» Direction
Search the items that follow for each line containing the string "below" and copy those lines out. Case counts.
+===+
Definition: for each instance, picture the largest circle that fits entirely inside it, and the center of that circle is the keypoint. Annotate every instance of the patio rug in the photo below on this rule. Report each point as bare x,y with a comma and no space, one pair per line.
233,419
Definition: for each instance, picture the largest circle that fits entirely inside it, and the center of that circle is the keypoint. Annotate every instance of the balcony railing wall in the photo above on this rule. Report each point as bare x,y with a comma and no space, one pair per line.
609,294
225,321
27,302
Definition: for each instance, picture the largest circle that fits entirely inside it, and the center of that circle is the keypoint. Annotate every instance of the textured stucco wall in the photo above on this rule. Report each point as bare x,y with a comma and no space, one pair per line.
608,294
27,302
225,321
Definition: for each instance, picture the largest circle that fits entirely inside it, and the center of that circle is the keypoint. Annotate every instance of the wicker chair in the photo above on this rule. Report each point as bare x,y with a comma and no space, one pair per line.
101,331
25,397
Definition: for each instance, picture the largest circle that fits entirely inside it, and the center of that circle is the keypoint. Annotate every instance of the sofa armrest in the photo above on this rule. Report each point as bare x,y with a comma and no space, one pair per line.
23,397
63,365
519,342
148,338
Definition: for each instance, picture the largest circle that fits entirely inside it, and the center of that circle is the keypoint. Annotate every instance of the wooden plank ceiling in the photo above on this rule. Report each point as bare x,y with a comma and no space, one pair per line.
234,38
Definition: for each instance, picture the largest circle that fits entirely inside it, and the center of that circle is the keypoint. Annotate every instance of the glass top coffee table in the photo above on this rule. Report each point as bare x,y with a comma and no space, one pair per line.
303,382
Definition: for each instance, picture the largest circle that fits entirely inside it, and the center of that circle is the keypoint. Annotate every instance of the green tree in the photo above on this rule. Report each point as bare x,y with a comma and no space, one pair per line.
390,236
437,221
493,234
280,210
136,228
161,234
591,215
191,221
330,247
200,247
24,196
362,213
+===+
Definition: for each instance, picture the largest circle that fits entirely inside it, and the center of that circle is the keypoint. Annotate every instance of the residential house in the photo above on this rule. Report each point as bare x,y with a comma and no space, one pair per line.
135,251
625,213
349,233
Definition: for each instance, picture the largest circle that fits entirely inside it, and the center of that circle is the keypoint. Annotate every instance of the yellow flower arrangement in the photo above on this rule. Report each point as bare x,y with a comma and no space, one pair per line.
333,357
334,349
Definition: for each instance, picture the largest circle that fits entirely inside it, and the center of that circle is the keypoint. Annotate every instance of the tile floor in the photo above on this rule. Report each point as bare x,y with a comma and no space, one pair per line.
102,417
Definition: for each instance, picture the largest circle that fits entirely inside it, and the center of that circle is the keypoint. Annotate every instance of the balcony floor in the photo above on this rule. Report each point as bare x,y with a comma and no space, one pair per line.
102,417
+===+
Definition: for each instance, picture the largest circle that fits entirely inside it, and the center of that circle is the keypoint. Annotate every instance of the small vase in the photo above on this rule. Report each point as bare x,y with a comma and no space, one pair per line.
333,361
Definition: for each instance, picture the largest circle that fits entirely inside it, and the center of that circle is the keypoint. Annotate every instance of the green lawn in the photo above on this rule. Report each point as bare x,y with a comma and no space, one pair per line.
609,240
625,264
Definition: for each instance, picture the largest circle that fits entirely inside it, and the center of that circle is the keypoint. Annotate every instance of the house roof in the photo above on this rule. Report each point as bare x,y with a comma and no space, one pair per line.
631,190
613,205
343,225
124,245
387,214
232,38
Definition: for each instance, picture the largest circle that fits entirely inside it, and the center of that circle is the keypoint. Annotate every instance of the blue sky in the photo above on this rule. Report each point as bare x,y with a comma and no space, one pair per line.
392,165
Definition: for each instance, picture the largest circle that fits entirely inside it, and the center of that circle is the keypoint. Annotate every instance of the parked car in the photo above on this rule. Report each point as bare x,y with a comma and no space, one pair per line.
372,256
+===+
» Exercise answer
Definition: for each instance, picture the largest circle that fits entirely inside it, and the center of that circle is the keypoint. Annotate every instance of the patio rug in the photo below on this rule. Report each point as bare x,y with a comma and no space, one pair per line.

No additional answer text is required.